[Begin Supplied passage]
Does My Head Look Big In This? is author Randa Abdel-Fattah's first novel. It was released in Australia, by Pan MacMillan Australia, on 1 August 2005. It won the Australian Book Industry Award and Australian Book of The Year Award for older children.

The story revolves around (and is told from the view point of) a sixteen-year-old Muslim girl who decides to wear the hijab, a religious veil, full-time. Her decision leads to different reactions from her friends, family, and peers.

This novel was adapted as a full-length play and is available from the Dramatic Publishing Company.

Characters
Amal Mohamed Nasrullah Abdel-Hakim is the main protagonist of the story. She is a sixteen-year-old Australian Palestinian-Muslim girl with green-blue eyes and light brown hair. Amal is deeply religious and very respectful of her family and elders. While watching a Friends rerun, Amal is inspired by Rachel Green to wear the hijab as an act of responsibility and courage. Amal has strong feelings for Adam Keane, but puts her religion before her heart when he tries to kiss her at his birthday party.
Leila Okulgen is one of Amal's friends. She is seventeen years old and is a Turkish Muslim girl with dark brown hair, and deep brown eyes. Leila has a brother named Hakan who is deeply disrespectful of his parents and is extremely sexist towards his sister. She wears the hijab as a "full-timer", like Amal.
Yasmeen Khan is Amal's friend. She is sixteen years old and is an Australian Muslim of Pakistani and British descent with curly brown hair and brown eyes. Yasmeen has white skin with a ton of freckles. When in public, Yasmeen likes to pretend her name is Jasmine because she "thinks it's more exotic". Yasmeen doesn't wear the hijab full-time, and attends a public high school with Leila.
[End Supplied passage]
[Begin Information shown]
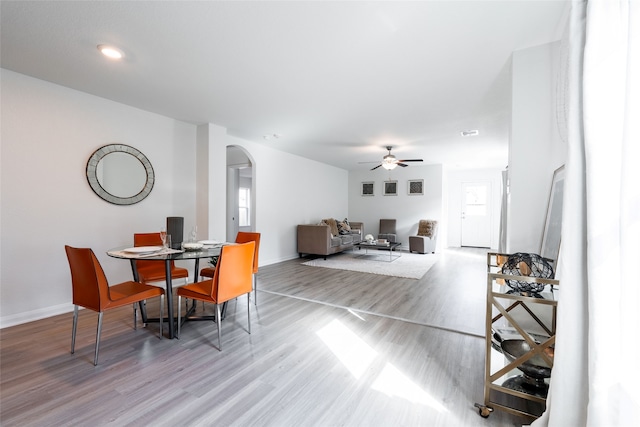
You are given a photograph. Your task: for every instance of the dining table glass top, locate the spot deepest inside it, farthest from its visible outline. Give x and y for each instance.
[End Information shown]
Copy everything from "Does My Head" down to "for older children." in the novel summary above, word for word.

Final result:
Does My Head Look Big In This? is author Randa Abdel-Fattah's first novel. It was released in Australia, by Pan MacMillan Australia, on 1 August 2005. It won the Australian Book Industry Award and Australian Book of The Year Award for older children.